Rows from an annotation dataset:
◆ ◆ ◆ ◆ ◆
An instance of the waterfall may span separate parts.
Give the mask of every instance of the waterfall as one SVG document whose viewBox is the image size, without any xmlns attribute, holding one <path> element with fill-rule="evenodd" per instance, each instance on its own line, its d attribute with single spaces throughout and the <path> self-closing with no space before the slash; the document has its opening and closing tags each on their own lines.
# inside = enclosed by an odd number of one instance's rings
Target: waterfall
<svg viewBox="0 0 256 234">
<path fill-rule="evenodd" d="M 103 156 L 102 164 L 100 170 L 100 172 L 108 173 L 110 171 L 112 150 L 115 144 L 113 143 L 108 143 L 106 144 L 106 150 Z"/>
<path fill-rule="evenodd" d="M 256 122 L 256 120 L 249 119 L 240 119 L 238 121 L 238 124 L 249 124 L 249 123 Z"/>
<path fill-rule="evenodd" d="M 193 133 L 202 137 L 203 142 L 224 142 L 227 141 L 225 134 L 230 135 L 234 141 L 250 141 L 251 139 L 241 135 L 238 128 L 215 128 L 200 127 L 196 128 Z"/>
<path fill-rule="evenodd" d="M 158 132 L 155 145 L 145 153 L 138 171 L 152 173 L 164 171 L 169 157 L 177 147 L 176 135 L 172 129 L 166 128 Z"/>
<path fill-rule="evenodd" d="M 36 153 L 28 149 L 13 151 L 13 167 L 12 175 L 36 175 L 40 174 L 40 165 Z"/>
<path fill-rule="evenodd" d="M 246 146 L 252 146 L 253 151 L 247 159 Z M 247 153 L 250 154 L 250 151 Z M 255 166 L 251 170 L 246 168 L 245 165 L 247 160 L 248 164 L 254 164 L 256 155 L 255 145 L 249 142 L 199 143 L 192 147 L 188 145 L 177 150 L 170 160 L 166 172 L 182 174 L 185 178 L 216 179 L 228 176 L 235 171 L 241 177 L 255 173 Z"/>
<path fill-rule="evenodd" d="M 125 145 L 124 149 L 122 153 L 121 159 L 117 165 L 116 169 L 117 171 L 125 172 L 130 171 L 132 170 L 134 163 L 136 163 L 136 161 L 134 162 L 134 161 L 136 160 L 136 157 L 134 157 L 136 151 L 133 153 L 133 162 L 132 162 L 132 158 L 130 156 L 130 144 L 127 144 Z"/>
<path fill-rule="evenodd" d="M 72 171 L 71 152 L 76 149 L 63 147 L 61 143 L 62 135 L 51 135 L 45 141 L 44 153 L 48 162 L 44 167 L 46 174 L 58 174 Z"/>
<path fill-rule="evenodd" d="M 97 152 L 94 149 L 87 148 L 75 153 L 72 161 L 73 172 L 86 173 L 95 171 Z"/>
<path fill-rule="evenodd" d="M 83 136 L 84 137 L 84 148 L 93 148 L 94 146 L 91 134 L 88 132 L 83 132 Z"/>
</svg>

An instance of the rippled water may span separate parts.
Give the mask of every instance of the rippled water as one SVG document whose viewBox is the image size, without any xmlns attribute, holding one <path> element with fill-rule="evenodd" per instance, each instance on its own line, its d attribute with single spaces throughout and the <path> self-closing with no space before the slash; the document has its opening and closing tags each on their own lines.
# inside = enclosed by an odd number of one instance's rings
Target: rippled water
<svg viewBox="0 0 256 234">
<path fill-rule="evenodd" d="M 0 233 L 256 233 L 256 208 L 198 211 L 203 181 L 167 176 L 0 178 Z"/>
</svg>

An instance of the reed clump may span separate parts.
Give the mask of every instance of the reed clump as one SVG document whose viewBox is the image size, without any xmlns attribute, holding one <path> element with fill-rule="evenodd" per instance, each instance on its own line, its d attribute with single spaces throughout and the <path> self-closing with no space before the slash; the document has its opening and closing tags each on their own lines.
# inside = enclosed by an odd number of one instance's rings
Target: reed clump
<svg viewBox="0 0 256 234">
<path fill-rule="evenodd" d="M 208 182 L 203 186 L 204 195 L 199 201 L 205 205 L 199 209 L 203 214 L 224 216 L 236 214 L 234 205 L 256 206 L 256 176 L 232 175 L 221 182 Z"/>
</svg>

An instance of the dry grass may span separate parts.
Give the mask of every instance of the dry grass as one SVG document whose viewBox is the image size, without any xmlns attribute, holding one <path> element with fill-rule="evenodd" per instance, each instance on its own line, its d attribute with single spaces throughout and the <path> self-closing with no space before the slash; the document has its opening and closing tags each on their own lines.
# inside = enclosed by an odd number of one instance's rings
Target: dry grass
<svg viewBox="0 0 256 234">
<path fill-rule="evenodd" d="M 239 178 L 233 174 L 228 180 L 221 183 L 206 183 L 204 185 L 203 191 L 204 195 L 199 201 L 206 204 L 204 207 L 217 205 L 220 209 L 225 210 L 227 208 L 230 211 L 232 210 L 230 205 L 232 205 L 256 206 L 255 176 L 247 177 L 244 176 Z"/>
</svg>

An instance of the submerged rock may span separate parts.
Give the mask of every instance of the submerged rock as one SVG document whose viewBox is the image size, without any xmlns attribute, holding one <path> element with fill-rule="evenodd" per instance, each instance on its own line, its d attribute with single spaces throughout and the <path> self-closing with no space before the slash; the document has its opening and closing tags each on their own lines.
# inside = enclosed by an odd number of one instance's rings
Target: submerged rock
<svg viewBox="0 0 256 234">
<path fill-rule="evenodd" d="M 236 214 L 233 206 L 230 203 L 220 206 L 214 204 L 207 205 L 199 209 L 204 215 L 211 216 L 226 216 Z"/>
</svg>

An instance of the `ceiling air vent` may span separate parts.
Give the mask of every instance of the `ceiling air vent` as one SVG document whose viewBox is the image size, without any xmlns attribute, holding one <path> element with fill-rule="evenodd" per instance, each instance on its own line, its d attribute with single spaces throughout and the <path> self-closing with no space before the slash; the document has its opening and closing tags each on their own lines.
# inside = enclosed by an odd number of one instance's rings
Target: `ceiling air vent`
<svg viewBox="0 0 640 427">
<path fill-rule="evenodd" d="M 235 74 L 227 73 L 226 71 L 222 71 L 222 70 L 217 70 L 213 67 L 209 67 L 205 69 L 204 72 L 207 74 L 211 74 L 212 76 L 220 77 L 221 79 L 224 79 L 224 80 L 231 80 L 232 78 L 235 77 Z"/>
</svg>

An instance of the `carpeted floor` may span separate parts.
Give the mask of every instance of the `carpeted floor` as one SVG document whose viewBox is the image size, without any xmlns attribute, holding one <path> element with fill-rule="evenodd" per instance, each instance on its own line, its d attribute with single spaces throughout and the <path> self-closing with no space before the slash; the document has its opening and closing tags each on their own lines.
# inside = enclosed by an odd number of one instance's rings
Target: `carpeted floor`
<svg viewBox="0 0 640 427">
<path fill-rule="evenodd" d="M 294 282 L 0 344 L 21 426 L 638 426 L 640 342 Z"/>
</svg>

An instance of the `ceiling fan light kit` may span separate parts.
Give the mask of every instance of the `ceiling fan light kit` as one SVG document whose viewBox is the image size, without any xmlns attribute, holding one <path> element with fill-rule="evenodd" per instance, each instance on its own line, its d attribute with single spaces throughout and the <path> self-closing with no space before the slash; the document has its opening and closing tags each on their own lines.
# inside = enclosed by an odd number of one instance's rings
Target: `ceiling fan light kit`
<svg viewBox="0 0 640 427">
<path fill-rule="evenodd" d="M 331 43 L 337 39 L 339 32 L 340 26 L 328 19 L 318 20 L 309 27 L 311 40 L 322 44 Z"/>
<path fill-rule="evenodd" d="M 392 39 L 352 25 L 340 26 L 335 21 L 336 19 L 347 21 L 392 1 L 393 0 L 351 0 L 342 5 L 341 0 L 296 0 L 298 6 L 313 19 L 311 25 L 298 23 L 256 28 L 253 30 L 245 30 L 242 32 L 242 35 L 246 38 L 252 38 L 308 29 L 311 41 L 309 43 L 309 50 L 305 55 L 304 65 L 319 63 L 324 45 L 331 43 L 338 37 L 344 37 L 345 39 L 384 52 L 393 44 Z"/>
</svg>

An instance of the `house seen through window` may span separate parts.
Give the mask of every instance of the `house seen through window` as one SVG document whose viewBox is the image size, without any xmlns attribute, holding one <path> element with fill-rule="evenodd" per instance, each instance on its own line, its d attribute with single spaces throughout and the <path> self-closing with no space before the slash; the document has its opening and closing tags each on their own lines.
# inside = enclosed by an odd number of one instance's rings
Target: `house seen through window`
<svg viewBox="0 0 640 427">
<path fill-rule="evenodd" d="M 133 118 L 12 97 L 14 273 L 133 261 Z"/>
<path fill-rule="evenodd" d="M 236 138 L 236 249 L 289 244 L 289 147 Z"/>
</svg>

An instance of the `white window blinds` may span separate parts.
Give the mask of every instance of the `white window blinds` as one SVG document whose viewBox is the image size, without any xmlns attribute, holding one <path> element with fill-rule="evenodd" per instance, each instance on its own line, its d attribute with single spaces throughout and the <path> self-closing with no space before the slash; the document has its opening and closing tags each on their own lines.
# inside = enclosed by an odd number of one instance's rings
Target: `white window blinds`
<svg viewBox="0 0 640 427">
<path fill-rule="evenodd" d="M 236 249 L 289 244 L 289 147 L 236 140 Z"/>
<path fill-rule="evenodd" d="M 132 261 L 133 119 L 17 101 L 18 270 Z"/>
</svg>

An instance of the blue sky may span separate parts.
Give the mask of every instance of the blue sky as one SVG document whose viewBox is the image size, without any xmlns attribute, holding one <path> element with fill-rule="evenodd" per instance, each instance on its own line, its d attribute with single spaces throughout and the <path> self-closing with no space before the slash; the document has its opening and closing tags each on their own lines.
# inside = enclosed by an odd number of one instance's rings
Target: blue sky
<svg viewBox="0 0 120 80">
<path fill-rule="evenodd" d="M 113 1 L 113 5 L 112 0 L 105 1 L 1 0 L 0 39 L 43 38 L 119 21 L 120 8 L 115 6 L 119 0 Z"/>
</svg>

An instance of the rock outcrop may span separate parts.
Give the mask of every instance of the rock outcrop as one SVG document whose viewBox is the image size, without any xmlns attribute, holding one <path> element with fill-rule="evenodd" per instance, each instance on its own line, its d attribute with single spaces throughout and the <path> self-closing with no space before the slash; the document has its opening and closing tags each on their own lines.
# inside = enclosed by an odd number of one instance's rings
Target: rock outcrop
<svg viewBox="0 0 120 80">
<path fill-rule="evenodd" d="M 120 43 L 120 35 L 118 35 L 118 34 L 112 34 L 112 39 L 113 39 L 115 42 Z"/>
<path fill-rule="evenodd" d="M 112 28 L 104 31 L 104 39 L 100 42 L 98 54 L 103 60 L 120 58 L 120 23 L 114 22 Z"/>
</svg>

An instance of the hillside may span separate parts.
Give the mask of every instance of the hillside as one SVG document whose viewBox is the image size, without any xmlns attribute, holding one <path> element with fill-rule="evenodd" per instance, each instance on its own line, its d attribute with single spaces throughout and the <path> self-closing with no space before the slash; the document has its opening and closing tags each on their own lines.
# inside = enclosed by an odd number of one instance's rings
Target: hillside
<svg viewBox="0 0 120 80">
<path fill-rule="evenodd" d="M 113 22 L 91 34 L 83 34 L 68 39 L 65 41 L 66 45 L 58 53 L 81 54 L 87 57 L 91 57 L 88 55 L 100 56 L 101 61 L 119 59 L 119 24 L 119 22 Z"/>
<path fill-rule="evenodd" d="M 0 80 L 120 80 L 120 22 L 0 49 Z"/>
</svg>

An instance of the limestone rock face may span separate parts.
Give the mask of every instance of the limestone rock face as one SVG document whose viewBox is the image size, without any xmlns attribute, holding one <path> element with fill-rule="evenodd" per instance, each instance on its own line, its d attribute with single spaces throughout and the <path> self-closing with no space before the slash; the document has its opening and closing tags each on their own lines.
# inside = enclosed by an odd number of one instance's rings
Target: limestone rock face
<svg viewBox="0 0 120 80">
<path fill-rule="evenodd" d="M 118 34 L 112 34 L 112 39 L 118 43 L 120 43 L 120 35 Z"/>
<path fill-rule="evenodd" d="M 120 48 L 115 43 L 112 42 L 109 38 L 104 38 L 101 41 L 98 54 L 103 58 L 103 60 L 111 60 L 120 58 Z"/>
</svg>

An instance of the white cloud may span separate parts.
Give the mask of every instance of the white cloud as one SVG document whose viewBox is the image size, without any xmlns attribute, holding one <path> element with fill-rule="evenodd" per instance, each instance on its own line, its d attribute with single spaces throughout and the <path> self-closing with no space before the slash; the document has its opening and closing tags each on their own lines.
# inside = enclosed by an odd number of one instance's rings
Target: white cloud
◆ ◆ ◆ ◆ ◆
WHAT IS EXPECTED: Copy the rows from their start through the line containing "36 153 L 28", both ends included, and keep the requests. In the answers, multiply every viewBox dimension and path coordinate by 1.4, then round each to a whole number with halves rounded up.

COMPLETED TASK:
An instance of the waterfall may span separate parts.
Give the mask of every instance of the waterfall as one SVG document whose viewBox is the image size, without any xmlns attribute, holding one <path> element with fill-rule="evenodd" per instance, each instance on its own line, its d attribute with single spaces throughout and the <path> self-closing with no space before the slash; the document has its opening and closing tags each on their own lines.
# inside = enclosed by an odd number of one instance's rings
Target: waterfall
<svg viewBox="0 0 358 328">
<path fill-rule="evenodd" d="M 144 218 L 143 230 L 140 238 L 140 241 L 151 242 L 154 239 L 157 210 L 161 202 L 158 200 L 151 200 L 148 202 L 148 210 Z"/>
<path fill-rule="evenodd" d="M 358 171 L 358 168 L 349 167 L 336 167 L 333 169 L 333 174 L 349 174 L 349 172 Z"/>
<path fill-rule="evenodd" d="M 270 186 L 283 192 L 284 199 L 314 199 L 318 197 L 315 188 L 322 189 L 328 197 L 350 197 L 351 195 L 337 189 L 333 179 L 301 179 L 280 178 L 274 179 Z"/>
<path fill-rule="evenodd" d="M 221 185 L 217 203 L 203 214 L 193 239 L 213 242 L 230 239 L 237 220 L 248 206 L 246 189 L 241 181 L 232 179 Z"/>
<path fill-rule="evenodd" d="M 50 214 L 39 209 L 18 211 L 18 234 L 17 245 L 50 245 L 56 244 L 56 231 Z"/>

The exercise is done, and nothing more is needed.